-- What needs to be done --
Restate all the data word for word, leaving nothing out.

-- Material for this task --
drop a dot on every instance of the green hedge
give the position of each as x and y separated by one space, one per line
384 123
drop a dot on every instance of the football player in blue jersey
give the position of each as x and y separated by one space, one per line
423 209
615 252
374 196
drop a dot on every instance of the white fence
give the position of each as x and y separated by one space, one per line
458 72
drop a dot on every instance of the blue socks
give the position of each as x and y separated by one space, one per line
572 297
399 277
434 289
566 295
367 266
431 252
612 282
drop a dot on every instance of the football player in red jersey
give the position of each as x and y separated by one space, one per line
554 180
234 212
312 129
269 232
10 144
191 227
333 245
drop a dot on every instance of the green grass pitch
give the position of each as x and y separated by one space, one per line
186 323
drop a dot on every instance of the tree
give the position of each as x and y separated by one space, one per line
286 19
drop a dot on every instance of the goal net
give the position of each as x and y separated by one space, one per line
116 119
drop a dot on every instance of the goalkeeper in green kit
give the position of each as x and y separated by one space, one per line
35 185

-- Solution --
drop a dot on every instance of the green hedge
give the position of each as x and y separated by one space, one per line
384 123
drop a dot on every instance of the football player in blue jersey
give the position of each as x and y separated by one space, one per line
423 209
615 252
374 196
drop a dot on every instance of the white fence
give the position of each as x and y separated by one space, one per line
458 72
drop a dot on every instance of the blue socks
give the position of each as x and y separated by one space, one per line
572 297
399 277
434 289
566 295
367 266
431 252
612 282
drop a dot on every instance of the football player in red jersey
give the position of each as x and y separated by one space, one per line
554 180
234 212
312 129
269 232
10 144
191 227
333 245
drop a dot on every instance of the green grass pitch
give the position of each as x and y separated by one space, one per line
186 323
drop a dot on every instance of the tree
give the position of each as x and y separated by one space, one per line
286 19
drop a dot on every instance of the goal net
give the position of each as x and y separated by one space, one per line
116 119
drop a dot on every instance of the goalkeeper in green kit
give the position of each as x and y separated by one space, one per line
35 185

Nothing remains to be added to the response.